**Directions for this task**
Wherever a picture appears, leave it out, and transcribe the rest of the records exactly.
*** Dataset records
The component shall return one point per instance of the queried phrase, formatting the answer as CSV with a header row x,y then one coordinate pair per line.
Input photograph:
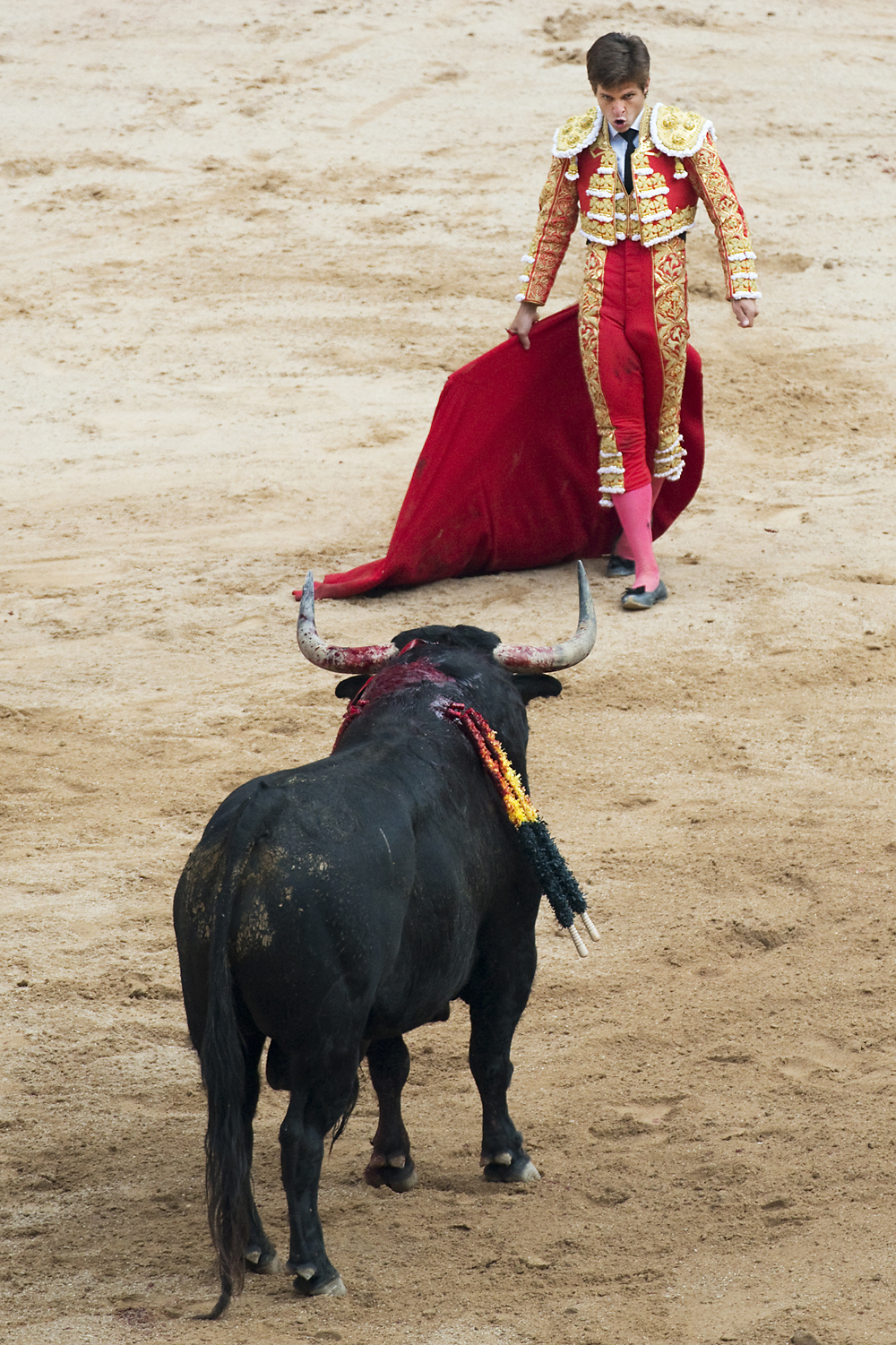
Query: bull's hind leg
x,y
314,1110
391,1162
496,996
262,1254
******
**Solution to this exercise**
The component shall return one point per instance of the queried phrase, formatting the answer as CSV with a header row x,y then one coordinate pair per line.
Input photograph:
Query: bull's hind leg
x,y
314,1110
391,1162
496,996
262,1254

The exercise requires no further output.